• STATED PROBLEM: Compile every line of the listing below that contains the string "shoulder". Treat the match as case-sensitive.

• RECORD LIST:
::::::

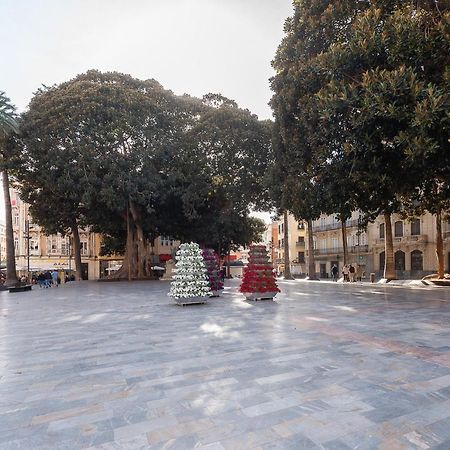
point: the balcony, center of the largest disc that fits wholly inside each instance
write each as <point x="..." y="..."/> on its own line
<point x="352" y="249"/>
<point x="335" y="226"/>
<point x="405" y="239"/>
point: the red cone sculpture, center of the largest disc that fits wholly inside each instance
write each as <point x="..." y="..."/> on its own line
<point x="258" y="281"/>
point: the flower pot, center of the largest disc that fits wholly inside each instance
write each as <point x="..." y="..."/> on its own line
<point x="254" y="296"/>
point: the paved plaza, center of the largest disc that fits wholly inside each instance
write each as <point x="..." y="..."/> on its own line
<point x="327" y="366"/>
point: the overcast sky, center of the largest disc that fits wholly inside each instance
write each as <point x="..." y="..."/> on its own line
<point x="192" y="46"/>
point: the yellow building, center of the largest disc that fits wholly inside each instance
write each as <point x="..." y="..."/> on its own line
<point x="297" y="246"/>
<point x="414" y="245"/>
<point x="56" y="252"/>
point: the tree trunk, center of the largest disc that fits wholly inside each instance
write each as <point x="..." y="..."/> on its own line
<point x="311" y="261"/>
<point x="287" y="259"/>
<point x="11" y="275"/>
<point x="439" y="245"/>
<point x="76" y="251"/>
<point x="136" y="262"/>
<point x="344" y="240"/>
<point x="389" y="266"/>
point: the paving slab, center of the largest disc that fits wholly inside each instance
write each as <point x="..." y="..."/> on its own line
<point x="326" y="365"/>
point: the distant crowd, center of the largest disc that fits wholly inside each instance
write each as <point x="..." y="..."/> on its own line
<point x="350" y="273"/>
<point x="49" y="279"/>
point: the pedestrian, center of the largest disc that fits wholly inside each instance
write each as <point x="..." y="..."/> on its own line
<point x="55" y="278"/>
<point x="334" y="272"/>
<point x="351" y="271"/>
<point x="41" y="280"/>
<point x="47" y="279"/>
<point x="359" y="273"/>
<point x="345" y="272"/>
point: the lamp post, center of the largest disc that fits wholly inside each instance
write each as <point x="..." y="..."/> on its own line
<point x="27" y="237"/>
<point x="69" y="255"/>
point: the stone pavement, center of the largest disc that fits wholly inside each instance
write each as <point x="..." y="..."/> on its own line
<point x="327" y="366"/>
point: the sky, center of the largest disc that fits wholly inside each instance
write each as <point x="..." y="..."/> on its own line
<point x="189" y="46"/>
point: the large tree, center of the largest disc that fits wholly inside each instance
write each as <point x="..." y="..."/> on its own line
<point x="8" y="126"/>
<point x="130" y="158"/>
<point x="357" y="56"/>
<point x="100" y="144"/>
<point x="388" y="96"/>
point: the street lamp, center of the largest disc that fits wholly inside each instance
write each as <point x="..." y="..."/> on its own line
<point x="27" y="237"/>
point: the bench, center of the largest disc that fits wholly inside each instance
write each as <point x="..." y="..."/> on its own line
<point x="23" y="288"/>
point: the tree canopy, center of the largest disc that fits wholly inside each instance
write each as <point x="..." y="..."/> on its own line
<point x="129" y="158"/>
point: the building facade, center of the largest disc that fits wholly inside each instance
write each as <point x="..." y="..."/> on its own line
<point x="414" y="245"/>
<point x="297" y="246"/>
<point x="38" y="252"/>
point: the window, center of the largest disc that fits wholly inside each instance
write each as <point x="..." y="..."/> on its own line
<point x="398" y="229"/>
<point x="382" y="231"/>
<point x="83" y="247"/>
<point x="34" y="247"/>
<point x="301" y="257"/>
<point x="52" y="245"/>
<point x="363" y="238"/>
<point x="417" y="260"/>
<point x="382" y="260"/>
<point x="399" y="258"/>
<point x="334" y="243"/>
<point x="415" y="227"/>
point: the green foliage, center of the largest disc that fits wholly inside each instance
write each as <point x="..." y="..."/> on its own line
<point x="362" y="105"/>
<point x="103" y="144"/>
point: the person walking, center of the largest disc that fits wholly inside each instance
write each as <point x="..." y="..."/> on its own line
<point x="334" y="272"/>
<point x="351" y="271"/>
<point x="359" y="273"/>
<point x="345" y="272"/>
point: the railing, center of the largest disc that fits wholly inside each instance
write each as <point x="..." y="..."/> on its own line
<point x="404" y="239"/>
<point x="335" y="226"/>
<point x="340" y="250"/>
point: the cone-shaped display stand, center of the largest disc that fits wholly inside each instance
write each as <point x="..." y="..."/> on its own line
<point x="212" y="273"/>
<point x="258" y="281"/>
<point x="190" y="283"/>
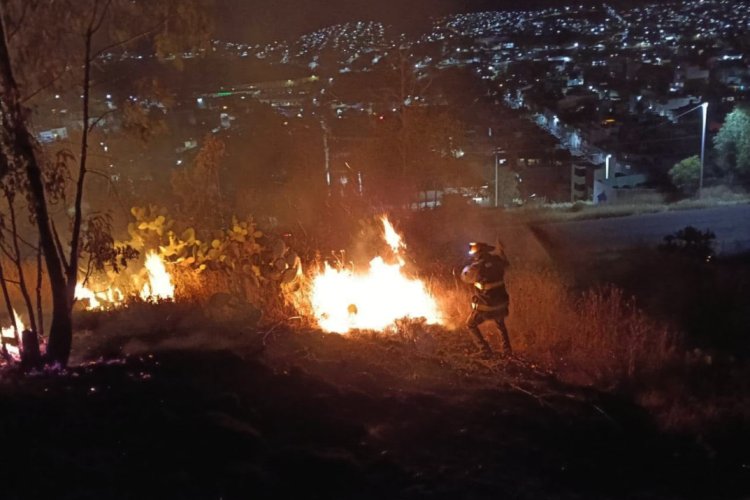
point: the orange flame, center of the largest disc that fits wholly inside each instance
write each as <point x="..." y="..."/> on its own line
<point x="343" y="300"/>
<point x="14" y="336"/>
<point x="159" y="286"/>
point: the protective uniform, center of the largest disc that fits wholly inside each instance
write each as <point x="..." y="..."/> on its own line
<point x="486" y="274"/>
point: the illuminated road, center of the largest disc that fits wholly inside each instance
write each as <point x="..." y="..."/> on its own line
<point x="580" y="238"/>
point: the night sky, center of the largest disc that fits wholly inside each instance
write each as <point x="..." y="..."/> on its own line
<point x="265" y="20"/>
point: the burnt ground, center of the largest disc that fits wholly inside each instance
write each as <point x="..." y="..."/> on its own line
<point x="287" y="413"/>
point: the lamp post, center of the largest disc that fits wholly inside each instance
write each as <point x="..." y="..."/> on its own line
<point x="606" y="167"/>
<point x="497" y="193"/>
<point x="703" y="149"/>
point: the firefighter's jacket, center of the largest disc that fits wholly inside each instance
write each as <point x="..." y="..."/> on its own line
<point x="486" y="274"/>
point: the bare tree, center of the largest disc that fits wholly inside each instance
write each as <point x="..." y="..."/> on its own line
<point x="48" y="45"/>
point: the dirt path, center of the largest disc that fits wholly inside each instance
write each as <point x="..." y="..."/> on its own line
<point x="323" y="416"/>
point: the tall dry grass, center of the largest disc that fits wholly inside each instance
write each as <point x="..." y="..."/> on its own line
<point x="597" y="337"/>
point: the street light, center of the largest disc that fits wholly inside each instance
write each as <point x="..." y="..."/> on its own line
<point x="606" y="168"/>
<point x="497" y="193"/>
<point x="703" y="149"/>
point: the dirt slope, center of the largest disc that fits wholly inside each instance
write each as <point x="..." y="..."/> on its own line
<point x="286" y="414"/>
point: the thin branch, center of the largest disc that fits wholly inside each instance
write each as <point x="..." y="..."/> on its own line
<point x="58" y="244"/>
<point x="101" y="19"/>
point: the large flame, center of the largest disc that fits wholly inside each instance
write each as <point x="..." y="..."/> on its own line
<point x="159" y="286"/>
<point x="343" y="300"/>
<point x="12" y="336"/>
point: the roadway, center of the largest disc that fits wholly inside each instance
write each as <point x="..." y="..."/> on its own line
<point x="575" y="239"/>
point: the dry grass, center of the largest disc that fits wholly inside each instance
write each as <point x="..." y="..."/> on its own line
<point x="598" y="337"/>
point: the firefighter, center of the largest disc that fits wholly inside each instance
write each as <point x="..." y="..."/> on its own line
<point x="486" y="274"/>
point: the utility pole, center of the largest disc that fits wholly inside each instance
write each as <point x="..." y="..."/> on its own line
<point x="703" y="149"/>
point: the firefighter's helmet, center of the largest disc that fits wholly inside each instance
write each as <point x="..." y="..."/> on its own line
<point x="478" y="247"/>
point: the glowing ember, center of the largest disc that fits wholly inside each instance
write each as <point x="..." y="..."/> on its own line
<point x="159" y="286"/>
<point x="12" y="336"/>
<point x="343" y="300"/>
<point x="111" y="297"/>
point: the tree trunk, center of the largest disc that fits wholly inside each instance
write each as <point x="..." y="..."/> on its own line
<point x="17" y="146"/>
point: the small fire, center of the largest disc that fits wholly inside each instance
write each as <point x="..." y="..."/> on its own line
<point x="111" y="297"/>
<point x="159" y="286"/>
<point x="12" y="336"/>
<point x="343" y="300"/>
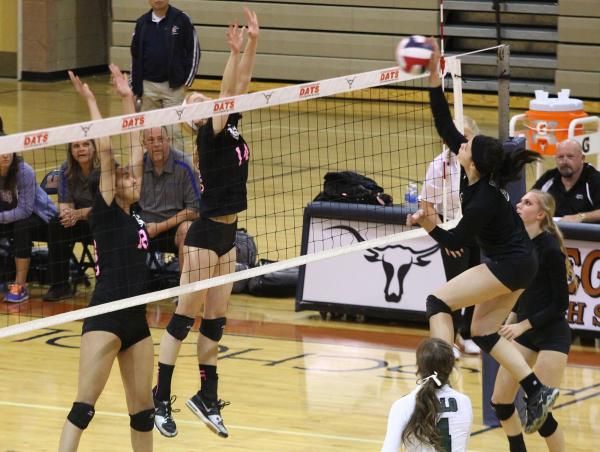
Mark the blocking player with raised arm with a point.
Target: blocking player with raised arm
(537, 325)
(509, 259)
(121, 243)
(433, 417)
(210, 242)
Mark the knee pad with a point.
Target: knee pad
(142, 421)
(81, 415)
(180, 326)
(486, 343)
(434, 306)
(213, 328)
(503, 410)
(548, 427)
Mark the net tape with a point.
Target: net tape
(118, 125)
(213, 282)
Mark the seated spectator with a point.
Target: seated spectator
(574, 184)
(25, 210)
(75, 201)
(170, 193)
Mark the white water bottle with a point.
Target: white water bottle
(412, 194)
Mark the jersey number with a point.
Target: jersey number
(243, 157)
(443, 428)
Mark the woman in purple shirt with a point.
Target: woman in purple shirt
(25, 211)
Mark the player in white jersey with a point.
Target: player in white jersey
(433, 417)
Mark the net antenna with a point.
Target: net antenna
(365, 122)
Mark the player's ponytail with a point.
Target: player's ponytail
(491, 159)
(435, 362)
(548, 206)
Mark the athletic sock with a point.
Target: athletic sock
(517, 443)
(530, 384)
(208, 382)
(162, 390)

::::::

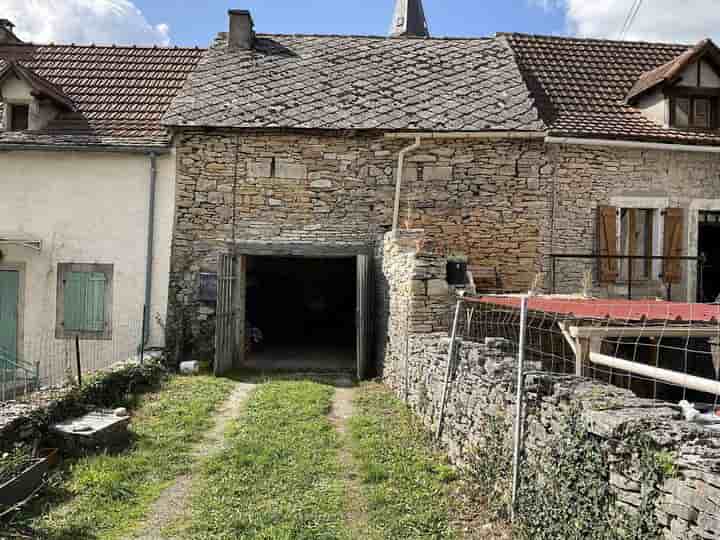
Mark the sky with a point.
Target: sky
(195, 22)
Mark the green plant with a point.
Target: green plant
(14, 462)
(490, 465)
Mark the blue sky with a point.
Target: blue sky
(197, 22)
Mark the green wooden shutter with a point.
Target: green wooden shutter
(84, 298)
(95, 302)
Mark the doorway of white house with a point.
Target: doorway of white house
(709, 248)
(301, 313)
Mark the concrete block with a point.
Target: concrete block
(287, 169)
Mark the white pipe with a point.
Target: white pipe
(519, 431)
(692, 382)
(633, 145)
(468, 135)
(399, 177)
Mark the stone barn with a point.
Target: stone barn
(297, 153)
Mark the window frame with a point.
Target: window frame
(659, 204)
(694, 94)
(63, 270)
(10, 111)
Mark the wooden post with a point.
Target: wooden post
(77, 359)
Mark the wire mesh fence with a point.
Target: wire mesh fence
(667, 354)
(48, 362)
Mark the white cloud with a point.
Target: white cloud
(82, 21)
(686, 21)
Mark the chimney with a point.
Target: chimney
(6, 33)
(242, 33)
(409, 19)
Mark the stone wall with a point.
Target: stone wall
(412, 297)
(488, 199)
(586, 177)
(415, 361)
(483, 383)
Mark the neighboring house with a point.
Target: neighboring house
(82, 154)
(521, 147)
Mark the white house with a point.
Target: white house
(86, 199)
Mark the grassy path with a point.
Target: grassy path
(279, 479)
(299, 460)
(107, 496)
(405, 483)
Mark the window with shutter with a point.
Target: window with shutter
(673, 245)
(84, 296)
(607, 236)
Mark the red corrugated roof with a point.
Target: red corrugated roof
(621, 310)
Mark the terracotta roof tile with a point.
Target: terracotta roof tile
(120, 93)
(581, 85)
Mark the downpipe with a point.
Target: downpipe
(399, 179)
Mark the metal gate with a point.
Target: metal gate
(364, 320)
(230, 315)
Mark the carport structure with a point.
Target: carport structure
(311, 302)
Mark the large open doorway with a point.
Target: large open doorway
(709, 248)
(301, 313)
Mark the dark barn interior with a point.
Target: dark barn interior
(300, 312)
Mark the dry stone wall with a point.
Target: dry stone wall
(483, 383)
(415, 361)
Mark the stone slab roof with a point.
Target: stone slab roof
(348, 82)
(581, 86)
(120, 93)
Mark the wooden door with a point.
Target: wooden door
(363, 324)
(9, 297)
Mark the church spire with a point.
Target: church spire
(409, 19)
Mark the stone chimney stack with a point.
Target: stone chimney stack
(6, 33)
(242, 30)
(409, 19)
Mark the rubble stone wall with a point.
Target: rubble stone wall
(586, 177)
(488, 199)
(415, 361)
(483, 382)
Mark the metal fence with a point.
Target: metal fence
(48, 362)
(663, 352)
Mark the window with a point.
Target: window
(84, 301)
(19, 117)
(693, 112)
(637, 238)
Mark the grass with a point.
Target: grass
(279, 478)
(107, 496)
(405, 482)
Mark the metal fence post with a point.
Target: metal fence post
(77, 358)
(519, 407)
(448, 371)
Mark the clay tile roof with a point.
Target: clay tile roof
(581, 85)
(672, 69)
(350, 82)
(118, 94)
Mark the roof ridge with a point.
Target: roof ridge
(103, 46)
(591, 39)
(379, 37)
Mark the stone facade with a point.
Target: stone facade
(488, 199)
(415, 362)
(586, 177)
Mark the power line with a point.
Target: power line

::::::

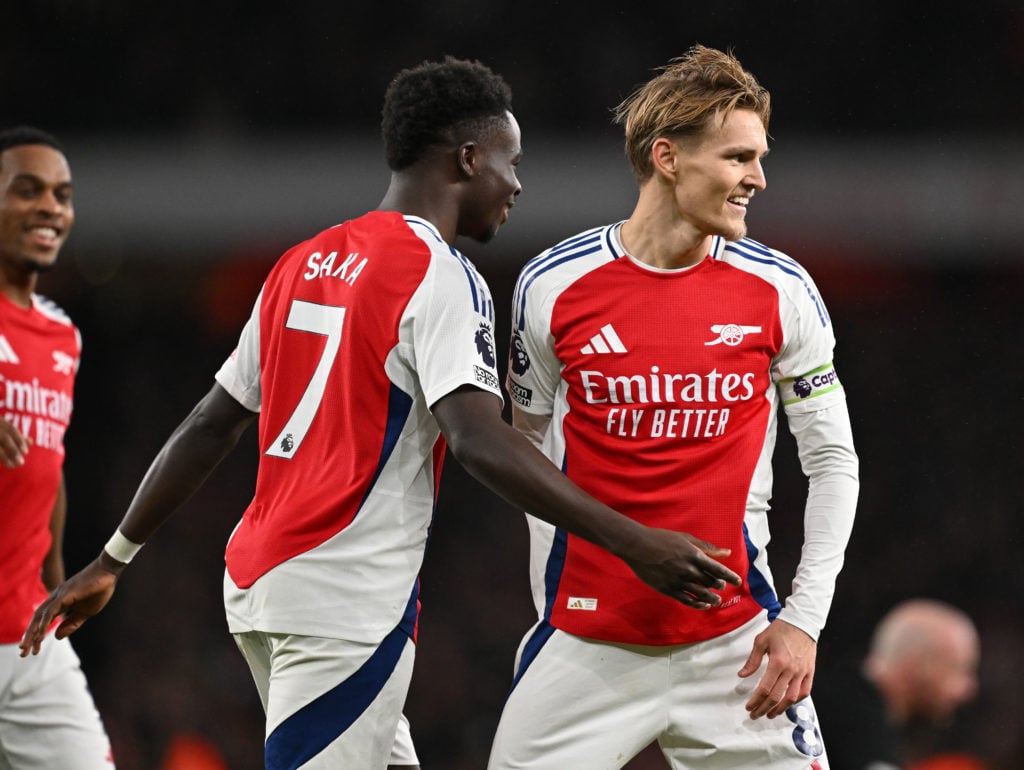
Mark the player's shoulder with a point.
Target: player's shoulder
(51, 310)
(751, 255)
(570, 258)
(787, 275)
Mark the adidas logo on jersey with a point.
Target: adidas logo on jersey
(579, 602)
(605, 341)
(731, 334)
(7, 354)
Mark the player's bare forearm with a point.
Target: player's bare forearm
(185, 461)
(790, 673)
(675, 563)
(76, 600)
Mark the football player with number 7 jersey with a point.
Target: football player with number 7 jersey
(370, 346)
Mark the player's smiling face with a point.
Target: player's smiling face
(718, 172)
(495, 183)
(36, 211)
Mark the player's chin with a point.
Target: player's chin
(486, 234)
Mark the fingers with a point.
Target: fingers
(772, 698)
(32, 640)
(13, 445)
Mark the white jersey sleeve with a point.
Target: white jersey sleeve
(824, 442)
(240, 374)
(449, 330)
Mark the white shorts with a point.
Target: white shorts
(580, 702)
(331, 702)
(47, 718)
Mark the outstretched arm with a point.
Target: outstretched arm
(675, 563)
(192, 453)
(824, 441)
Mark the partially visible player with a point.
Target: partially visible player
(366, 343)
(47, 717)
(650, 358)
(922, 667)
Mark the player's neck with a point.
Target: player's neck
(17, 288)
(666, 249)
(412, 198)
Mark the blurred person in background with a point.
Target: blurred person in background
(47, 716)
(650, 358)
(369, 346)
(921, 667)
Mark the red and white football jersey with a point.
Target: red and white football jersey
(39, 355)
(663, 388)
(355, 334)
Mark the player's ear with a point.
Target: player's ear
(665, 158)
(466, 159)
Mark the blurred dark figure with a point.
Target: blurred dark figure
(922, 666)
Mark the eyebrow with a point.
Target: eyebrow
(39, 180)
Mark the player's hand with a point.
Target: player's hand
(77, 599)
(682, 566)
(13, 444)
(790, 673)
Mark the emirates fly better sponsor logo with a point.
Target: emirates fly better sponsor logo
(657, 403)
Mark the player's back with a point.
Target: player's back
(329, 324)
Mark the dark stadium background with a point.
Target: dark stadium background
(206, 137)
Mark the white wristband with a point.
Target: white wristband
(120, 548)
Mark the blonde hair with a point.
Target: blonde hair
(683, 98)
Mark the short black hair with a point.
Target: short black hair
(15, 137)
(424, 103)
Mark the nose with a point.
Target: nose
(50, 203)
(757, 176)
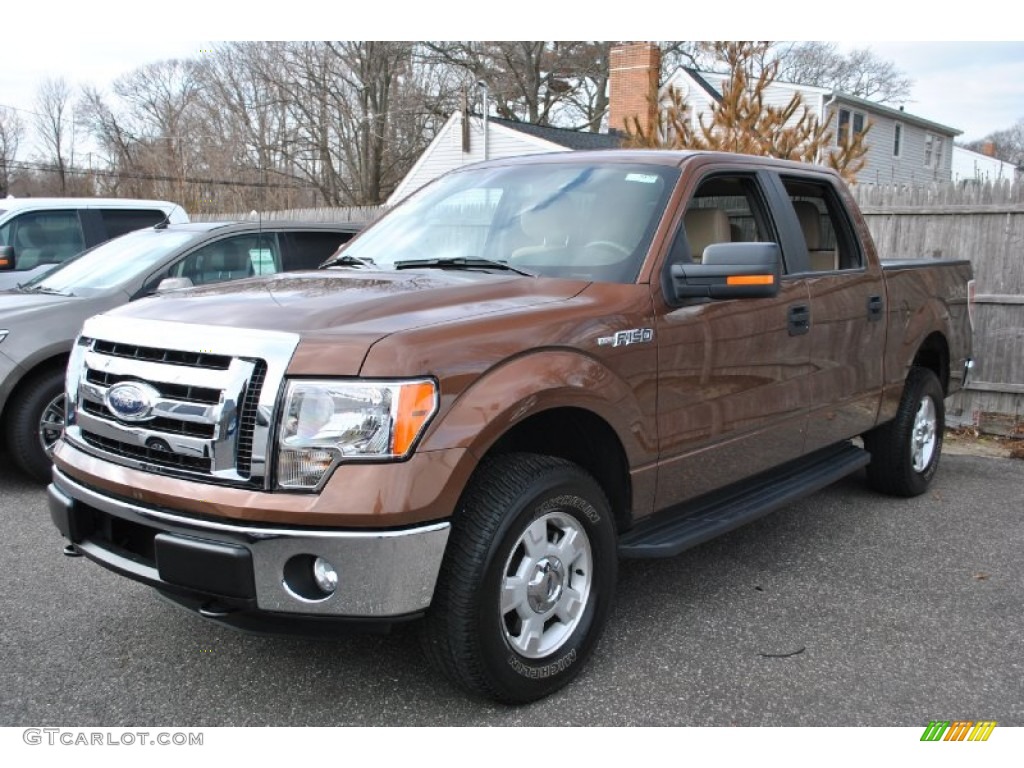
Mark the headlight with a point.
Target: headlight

::::::

• RESPONSE FOR THIS EXERCISE:
Mark the player's shoulder with a point.
Target: player's shoulder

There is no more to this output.